Exactly as given, write out the lines from the one containing "Can you find the evergreen" through the end of the listing, with both ends included and nothing else.

-- Supplied material start --

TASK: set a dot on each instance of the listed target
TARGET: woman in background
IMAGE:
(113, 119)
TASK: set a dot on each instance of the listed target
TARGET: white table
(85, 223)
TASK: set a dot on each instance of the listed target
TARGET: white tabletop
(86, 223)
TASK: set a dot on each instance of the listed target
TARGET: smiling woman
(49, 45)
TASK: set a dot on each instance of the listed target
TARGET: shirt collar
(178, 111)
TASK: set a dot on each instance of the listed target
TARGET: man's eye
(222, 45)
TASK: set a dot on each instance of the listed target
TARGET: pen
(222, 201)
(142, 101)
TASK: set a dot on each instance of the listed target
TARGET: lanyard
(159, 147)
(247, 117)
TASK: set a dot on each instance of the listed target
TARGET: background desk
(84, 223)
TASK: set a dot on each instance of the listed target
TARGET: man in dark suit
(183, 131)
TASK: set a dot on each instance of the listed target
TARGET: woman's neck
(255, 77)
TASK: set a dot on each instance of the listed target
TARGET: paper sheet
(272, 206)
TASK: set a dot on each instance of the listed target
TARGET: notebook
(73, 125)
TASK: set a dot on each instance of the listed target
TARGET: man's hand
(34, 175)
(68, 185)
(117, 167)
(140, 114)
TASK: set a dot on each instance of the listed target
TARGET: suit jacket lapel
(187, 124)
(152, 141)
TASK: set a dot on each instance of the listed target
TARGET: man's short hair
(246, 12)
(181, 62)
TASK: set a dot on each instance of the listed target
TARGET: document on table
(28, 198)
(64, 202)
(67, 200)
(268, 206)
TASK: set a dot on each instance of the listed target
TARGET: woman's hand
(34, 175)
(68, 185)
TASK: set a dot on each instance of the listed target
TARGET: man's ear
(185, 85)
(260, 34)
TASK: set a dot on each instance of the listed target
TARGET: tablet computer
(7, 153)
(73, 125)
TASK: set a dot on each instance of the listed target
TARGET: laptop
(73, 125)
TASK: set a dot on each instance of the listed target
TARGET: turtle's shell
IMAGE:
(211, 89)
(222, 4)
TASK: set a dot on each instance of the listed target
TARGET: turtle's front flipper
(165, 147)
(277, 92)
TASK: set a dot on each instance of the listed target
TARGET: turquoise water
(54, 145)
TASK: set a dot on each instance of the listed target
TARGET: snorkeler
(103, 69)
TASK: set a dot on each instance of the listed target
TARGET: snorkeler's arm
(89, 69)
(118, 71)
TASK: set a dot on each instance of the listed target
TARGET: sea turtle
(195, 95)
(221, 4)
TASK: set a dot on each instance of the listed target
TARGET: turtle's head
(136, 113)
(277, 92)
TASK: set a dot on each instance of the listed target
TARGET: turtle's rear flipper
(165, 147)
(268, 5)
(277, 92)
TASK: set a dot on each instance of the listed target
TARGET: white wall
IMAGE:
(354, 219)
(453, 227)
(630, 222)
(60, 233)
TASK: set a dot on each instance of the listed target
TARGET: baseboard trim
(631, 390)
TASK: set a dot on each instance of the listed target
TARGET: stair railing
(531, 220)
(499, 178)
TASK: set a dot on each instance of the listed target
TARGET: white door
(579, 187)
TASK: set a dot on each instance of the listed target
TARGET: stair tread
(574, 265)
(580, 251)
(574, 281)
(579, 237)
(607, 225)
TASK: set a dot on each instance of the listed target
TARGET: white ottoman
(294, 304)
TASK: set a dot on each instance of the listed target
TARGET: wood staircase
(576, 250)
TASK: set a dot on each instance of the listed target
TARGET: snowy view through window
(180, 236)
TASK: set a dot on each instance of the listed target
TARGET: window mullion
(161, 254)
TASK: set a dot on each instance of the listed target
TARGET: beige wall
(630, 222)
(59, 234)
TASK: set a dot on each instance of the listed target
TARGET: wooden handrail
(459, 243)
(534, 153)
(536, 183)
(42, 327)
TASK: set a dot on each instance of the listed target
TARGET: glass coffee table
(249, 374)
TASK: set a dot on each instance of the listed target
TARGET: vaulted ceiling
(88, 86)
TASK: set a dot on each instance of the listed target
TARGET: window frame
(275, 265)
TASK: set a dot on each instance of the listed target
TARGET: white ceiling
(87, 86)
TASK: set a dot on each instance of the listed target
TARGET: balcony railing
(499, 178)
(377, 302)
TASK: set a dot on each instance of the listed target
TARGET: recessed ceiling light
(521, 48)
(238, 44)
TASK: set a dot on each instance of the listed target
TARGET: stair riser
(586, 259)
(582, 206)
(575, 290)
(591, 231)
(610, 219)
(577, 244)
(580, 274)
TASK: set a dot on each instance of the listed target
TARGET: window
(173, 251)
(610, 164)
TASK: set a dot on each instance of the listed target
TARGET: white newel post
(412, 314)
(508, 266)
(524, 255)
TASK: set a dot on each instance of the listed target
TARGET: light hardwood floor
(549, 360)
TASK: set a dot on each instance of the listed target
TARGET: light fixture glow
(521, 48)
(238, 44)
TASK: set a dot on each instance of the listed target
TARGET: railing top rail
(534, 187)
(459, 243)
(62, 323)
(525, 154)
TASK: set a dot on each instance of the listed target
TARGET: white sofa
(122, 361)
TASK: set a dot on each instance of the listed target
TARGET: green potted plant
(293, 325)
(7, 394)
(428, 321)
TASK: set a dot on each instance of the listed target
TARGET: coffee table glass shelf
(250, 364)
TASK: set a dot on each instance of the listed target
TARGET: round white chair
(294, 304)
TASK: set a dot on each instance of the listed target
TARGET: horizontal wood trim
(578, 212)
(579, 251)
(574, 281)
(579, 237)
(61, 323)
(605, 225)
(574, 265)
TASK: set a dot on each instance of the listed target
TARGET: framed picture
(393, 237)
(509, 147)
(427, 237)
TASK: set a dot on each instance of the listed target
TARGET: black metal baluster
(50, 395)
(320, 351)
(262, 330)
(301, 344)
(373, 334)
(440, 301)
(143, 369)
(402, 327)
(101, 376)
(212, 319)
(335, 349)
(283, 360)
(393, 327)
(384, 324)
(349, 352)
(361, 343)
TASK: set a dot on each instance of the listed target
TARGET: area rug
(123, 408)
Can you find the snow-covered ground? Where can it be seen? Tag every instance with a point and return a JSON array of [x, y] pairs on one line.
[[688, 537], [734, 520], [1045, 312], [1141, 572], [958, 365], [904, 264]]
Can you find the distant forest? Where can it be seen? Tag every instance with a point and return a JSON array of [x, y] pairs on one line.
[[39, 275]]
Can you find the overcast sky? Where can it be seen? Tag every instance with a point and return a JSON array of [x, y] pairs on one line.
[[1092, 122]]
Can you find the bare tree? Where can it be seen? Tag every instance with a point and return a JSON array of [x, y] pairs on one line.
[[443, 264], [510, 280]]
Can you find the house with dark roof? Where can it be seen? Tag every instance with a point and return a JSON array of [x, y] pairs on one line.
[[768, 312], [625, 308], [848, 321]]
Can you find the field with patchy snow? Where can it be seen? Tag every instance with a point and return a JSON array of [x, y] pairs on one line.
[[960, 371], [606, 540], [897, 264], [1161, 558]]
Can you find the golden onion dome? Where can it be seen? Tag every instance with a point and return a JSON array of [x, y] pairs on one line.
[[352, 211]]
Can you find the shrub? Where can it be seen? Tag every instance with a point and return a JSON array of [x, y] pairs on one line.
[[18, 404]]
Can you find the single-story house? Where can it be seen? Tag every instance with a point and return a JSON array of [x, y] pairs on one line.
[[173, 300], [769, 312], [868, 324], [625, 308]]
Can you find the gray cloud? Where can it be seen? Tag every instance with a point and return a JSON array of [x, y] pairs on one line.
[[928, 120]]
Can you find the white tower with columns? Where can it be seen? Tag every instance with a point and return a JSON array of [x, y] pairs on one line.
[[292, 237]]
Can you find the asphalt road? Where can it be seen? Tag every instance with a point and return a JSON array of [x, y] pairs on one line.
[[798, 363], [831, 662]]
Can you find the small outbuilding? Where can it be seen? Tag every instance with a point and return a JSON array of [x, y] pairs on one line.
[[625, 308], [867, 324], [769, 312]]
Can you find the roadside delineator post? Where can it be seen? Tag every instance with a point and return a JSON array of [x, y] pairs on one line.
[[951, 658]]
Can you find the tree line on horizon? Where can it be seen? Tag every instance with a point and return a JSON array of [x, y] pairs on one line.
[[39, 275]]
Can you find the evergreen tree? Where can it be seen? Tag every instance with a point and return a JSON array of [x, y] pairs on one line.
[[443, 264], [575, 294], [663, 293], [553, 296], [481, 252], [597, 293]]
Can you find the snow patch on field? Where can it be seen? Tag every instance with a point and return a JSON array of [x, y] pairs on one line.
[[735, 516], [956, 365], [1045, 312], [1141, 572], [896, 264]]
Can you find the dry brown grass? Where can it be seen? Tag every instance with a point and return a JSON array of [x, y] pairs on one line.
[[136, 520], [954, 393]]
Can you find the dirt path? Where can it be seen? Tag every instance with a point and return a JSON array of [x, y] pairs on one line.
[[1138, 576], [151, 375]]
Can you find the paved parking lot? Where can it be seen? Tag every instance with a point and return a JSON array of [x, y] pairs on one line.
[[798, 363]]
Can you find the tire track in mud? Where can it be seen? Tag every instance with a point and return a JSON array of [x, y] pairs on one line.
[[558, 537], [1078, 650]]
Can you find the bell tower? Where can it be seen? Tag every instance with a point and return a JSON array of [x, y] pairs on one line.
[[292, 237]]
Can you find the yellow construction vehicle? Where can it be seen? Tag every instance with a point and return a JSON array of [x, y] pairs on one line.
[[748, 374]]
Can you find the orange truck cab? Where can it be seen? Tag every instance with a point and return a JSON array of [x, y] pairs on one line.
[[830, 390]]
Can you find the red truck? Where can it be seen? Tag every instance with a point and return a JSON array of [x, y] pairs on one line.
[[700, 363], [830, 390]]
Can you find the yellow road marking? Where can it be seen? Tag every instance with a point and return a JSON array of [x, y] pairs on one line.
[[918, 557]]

-- Supplied material end --

## Problem solution
Can you find the evergreen tree? Where can it be seen? Tag every instance with a point and return a JSON array of [x, y] pairs on one line.
[[443, 264], [575, 294], [663, 293], [553, 296], [481, 252], [597, 293]]
Can you find the snow patch on field? Where can it be seen? Tag every instance with a point and return a JSON array of [x, y] pairs on one line.
[[735, 516], [956, 365], [1045, 312], [1141, 572], [896, 264]]
Can you find the dry brown grass? Where can it be seen? Tag every instance with a point and return a JSON array of [x, y] pairs on one line.
[[136, 520], [954, 393]]
Can you find the dirt path? Where can it be seen? Tag every instance with a point and return a JSON array of [x, y] pairs on one line.
[[1138, 576], [151, 375]]
Can you find the paved parking lot? Where can it be seen? Tag every instance with a point and return a JSON array of [x, y] pairs on one line.
[[798, 363]]
Can you find the tire track in mud? Where can it be seen? Tag every instance with a point and return a JSON array of [x, y] pairs on one line.
[[558, 537], [1078, 650]]
Can you find the bell tower? Where can it be seen? Tag every instance with a point and return a JSON array of [x, y] pairs on one line.
[[292, 237]]
Can you find the yellow construction vehicle? Where can it be seen? Tag every instance with a point and return a JSON array of [x, y] pairs on one line.
[[748, 374]]
Can you find the orange truck cab? Where can it be seen? Tag every instance with a point and return a JSON array of [x, y] pairs on one line.
[[830, 390]]
Can you find the red truck? Where can it be seen? Tag every instance with a point and return a JSON array of [x, y] pairs on one line.
[[700, 363], [830, 390]]
Can you find the yellow road marking? Where can it be seen? Tag every instance with a point and return a JSON array of [x, y] pairs on one line.
[[918, 557]]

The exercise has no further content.